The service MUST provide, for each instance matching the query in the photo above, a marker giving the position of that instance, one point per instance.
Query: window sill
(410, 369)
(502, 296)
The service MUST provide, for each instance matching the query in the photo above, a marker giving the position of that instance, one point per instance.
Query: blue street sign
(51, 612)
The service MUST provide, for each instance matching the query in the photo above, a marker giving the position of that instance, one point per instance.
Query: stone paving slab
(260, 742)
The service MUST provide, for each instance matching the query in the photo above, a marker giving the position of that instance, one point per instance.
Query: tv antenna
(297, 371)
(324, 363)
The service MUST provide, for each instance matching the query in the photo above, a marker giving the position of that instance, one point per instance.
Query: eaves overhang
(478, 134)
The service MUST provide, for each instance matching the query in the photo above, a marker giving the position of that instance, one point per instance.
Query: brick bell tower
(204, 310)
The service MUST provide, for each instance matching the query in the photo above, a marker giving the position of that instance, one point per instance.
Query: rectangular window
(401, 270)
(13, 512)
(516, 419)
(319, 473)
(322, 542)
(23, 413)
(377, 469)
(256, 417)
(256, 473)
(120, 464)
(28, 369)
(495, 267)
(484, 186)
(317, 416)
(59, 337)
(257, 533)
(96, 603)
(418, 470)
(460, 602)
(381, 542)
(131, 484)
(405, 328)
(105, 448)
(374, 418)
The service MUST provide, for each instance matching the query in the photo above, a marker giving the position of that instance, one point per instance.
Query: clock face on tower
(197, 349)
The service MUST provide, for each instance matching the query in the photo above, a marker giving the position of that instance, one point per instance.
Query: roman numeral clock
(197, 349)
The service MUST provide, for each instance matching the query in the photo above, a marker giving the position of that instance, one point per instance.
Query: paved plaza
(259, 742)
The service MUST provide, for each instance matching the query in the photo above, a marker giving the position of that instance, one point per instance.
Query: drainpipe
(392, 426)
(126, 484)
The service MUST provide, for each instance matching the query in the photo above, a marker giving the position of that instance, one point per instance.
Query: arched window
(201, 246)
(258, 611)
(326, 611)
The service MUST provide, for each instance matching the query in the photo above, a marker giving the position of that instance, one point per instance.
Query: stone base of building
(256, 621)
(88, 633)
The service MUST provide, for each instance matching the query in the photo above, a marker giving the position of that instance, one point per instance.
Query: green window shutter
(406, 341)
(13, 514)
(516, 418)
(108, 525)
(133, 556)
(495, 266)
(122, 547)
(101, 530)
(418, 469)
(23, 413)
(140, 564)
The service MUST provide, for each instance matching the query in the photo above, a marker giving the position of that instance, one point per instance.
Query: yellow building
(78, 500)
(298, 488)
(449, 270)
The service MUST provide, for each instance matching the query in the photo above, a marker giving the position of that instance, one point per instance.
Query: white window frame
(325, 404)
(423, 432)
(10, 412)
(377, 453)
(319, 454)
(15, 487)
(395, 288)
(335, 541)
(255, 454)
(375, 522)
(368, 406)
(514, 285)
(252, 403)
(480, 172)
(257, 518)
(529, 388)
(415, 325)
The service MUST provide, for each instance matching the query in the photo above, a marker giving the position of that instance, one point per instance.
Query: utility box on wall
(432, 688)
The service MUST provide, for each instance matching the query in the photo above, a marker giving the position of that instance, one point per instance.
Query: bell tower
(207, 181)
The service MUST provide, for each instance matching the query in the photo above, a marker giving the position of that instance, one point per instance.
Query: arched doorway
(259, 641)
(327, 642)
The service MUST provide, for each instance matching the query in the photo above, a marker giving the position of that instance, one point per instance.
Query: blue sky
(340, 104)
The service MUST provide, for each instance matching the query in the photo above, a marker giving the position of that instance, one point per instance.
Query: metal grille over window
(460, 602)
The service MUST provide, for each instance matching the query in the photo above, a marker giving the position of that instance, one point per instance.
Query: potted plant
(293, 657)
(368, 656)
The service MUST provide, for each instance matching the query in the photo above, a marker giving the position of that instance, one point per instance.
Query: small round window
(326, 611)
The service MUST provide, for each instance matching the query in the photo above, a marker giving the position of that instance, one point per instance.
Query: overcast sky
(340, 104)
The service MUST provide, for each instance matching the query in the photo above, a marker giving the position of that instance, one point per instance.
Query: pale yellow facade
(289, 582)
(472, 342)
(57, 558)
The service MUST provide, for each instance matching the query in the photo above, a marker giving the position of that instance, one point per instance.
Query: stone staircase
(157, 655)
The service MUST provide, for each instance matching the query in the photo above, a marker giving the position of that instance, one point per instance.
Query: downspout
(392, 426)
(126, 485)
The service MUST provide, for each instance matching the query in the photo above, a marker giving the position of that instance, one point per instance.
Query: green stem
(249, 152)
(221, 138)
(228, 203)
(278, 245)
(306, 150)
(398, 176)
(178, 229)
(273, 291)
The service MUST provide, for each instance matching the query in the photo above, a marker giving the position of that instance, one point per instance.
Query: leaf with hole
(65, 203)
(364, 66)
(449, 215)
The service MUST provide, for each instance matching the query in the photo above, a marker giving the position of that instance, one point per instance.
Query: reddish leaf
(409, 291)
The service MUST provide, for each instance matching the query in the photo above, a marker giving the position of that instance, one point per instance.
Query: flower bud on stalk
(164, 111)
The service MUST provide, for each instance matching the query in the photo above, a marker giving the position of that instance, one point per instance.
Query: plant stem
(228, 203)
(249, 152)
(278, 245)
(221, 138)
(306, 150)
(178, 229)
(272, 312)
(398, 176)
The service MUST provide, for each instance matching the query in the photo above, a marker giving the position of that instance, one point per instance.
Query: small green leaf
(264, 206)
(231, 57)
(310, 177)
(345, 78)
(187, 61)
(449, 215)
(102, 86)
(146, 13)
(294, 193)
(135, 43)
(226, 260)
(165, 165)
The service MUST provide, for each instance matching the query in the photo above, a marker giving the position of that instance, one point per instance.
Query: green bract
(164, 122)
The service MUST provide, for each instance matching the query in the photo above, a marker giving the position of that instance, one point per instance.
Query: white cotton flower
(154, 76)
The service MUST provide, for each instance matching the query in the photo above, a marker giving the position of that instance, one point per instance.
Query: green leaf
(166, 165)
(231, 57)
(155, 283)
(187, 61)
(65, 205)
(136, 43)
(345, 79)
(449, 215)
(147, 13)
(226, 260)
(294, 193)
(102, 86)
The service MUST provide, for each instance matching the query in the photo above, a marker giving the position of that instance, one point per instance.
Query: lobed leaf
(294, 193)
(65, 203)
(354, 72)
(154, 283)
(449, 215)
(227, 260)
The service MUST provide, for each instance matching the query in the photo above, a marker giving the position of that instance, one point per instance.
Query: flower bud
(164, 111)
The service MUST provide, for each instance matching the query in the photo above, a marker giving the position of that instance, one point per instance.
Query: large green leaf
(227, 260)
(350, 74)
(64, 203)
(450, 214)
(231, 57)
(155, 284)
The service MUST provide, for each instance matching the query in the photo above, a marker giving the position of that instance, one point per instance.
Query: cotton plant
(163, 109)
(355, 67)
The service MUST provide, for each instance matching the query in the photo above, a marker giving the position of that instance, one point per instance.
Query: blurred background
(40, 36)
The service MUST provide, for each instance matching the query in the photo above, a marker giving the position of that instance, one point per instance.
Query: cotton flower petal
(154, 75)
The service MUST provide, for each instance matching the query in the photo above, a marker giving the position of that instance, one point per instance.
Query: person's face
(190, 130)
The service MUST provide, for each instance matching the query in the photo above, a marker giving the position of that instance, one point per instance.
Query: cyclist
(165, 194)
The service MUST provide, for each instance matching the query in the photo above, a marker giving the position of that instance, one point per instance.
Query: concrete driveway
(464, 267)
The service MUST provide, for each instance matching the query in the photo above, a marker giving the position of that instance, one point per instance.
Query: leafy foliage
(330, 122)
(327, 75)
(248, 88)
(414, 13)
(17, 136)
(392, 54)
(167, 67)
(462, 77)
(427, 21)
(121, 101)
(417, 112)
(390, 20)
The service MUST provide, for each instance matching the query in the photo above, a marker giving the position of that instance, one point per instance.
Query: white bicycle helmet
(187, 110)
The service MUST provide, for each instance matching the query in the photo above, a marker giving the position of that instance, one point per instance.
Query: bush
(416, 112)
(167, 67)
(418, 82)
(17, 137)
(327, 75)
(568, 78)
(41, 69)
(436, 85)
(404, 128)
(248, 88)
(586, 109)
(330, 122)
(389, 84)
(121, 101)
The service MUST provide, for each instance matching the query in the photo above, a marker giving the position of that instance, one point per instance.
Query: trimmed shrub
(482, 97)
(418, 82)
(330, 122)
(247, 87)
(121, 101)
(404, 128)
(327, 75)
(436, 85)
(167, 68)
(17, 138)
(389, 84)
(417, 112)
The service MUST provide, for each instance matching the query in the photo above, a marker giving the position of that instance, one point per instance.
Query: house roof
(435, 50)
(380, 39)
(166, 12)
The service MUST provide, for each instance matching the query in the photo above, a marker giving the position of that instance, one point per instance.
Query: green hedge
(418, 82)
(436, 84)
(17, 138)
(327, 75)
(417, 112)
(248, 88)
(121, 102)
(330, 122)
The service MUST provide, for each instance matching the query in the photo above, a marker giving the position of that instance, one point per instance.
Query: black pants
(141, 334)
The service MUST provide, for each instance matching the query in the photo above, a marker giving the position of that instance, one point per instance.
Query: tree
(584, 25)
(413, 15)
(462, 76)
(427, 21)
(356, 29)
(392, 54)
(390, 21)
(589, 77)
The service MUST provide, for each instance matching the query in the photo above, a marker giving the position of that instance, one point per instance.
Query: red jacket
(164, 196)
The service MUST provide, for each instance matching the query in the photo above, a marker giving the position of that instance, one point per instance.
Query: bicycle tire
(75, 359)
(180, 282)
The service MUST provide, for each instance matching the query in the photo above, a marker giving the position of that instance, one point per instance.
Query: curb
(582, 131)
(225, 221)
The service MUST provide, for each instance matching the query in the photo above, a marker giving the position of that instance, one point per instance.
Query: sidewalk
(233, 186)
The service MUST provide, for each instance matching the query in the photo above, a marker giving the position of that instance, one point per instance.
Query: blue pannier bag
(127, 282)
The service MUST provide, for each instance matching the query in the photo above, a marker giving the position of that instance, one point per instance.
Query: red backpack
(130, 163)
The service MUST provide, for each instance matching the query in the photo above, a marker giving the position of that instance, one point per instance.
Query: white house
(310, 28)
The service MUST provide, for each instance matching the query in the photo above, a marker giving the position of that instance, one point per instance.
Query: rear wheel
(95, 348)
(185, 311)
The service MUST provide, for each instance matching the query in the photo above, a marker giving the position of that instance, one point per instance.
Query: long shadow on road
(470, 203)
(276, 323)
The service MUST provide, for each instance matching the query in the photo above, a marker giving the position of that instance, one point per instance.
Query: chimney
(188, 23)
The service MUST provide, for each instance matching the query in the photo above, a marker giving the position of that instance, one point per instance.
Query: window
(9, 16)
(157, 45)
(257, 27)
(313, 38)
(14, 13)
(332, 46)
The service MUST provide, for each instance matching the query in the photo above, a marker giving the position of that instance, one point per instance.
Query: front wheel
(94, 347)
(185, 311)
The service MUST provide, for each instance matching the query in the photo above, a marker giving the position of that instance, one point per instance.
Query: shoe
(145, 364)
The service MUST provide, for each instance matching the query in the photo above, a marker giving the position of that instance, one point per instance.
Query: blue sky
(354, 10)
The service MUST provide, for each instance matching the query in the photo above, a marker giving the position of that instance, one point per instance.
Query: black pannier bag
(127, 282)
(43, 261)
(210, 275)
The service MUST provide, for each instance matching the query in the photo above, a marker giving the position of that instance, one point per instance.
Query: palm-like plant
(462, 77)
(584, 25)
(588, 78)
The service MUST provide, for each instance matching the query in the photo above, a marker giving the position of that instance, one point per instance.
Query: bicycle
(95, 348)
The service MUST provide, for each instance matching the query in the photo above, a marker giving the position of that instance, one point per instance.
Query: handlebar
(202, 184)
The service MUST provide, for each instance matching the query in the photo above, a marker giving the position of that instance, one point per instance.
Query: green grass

- - - - - - -

_INSTRUCTIONS FOR THE TASK:_
From the line holding "Query: handlebar" to the end of the listing, copy every line exactly, both ends included, and add nothing.

_TASK SOLUTION:_
Query: handlebar
(202, 184)
The service MUST provide, for each instance matching the query in the photo above, a marker giving the position of that instance, one point per instance.
Query: green grass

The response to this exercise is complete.